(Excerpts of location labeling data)
════════════════

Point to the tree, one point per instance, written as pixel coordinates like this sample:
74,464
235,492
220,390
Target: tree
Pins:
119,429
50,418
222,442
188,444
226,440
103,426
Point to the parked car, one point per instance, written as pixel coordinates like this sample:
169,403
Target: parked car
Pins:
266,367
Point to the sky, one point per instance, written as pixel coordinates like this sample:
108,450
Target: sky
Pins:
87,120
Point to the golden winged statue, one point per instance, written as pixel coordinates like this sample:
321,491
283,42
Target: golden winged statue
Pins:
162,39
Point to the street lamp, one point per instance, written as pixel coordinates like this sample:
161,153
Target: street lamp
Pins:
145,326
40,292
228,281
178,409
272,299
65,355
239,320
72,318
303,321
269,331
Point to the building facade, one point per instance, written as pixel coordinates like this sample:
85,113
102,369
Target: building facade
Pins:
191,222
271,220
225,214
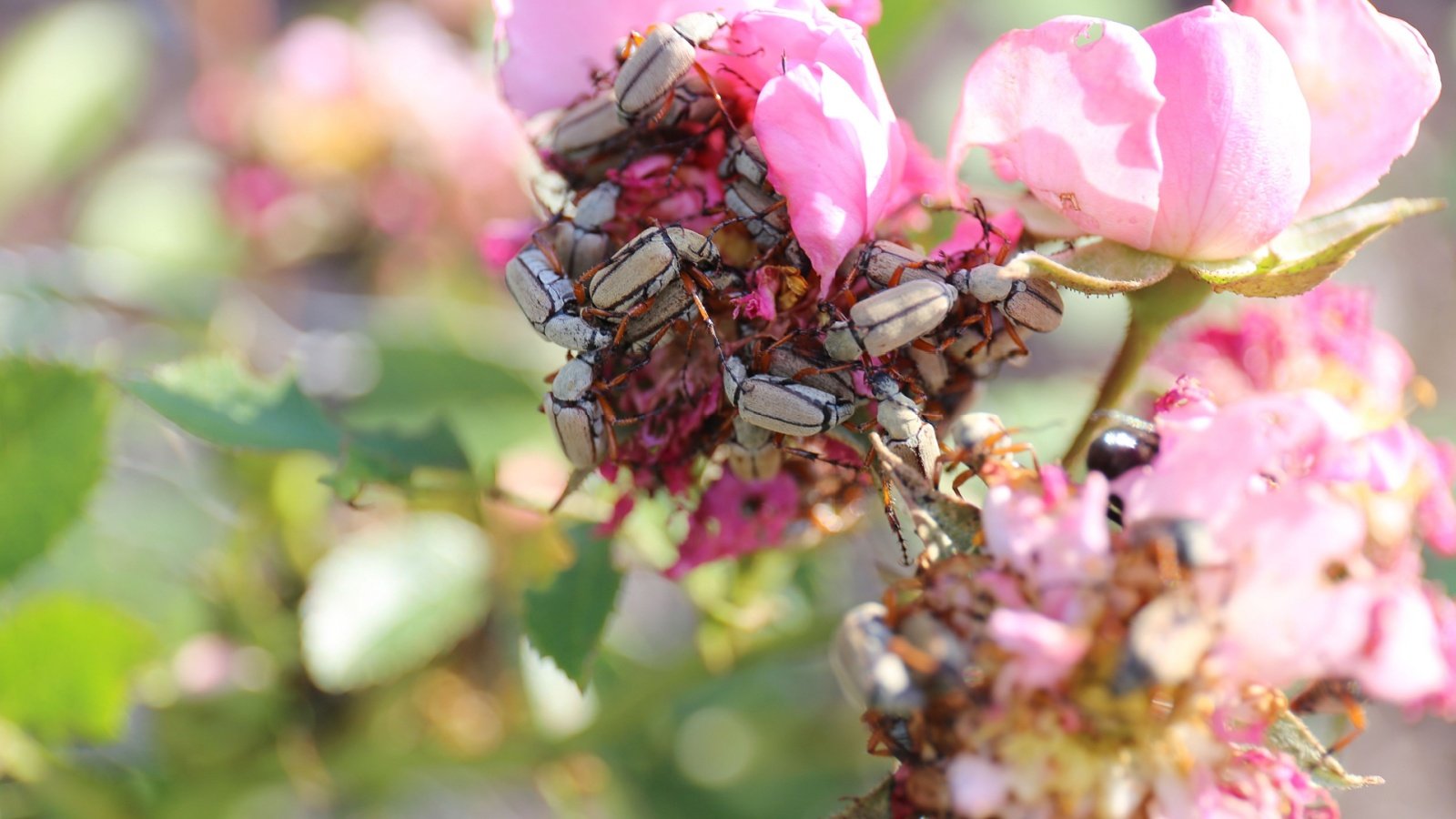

════════════════

Copy out word for word the part of the items that begins with the line containing "Point to the building" and continues through the end of the items, including both the first and the last line. Omit the pictures.

Point to the building facade, one point per instance, written as pixel coordinates like this sample:
85,113
102,369
Target: building facade
Pins:
191,222
271,220
225,214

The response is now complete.